======== Texte ========

Très populaires auprès du public, les dinosaures (terme proposé en 1842 par Richard Owen et signifiant très grand lézard en grec) ont dominé l'ère Mésozoïque pendant 160 m.a. Le Mésozoïque ou secondaire est divisé en trois périodes : Trias (250 millions d'années) - Jurassique - Crétacé la plus récente (100 m.a). Au début la Terre ne forme qu'un seul continent, la Pangée entourée de la Panthalassa, avant de se séparer au Trias/Jurasique en deux continents, le Gondwana au sud et le Laurasie au nord.

Au Jurassique le climat favorise le développement de vastes forêts et voit l'apparition des sauropodes (dinosaures herbivores à quatre pattes pourvus d'un long cou et d'une grande queue) et des théropodes (dinosaures carnivores qui marchent sur leurs pattes arrières). Les sauropodes (Diplodocus, Melanosaurus, Giraffatitant) et les théropodes (Tyrannosaurus, Velociraptor, Spinosaurus) sont des saurischiens, leur bassin évoque celui des lézards (l'os pubien pointe vers l'avant), les ornithischiens (Stegosaurus, Triceratops, Ankylosaurus) ont un bassin semblable à celui des oiseaux (os pubien orienté vers l'arrière).

Au XVI° siècle, Pierre Belon remarque des similitudes entre le squelette humain et celui de l'oiseau (humérus, radius, cubitus et carpes). Buffon développe, vers 1760 l'idée, « qu'il y a des espèces perdues, c'est à dire des animaux qui ont autrefois existé et qui n'existent plus ». L'abbé Giraud-Soulavie dans histoire naturelle de la France méridionale (1783) établit le principe de la stratigraphie et souligne que les fossiles sont distribués par couches de divers âges. Georges Cuvier démontre : « que les espèces d'éléphants fossiles différent des éléphants actuels et constituent une espèce éteinte ». En 1809 Lamarck affirme que « les vivants descendent les uns des autres par voie de transformation et qu'il faut retrouver leurs généalogies ».

======== Données fournies ========

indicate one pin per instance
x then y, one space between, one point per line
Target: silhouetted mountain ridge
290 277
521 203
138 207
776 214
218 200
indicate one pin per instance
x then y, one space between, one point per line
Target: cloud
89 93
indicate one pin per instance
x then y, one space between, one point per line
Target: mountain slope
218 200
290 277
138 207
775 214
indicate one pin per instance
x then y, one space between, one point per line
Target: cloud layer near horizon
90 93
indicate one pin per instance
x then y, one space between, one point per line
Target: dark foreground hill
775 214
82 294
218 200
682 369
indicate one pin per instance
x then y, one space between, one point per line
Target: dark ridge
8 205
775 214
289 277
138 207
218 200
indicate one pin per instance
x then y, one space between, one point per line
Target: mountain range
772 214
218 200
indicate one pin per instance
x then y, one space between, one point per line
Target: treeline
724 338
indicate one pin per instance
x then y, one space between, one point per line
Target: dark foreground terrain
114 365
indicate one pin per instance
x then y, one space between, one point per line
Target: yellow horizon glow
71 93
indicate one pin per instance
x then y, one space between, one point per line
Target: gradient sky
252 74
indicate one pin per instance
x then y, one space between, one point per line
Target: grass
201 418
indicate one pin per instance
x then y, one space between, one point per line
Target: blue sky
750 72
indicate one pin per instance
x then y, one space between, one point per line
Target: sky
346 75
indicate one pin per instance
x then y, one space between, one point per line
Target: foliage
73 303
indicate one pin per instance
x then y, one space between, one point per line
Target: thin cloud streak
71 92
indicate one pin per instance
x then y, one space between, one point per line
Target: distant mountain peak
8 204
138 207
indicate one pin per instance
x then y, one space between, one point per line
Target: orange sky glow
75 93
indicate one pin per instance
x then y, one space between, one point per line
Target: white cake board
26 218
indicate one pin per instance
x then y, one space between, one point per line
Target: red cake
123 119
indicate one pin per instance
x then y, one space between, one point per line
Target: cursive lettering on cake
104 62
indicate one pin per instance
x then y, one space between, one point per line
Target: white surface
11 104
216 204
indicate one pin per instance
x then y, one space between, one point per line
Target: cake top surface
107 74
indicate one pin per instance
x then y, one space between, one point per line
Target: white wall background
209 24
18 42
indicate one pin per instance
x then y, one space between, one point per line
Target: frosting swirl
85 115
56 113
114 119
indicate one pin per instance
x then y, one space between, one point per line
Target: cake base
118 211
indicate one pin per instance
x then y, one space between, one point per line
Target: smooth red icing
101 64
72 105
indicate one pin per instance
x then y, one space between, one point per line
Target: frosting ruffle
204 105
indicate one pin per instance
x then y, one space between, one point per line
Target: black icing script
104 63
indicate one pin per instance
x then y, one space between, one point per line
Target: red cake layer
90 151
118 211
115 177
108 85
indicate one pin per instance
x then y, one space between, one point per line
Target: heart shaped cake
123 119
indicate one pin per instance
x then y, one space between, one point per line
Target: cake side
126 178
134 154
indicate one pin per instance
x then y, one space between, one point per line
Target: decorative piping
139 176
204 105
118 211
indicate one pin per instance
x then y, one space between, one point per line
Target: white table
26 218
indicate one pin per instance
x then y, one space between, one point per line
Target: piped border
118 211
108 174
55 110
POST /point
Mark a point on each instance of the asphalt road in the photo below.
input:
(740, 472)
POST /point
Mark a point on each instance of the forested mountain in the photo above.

========

> **Série d'exercices**
[a] D'après le texte sur les dinosaures, en quelle année Richard Owen a-t-il proposé le terme « dinosaures » ?
[b] Quelles sont toutes les personnes nommées dans le texte sur les dinosaures ?

> **Réponses par exercice**
[a] En 1842.

[b] Richard Owen, Pierre Belon, Buffon, l'abbé Giraud-Soulavie, Georges Cuvier, Lamarck.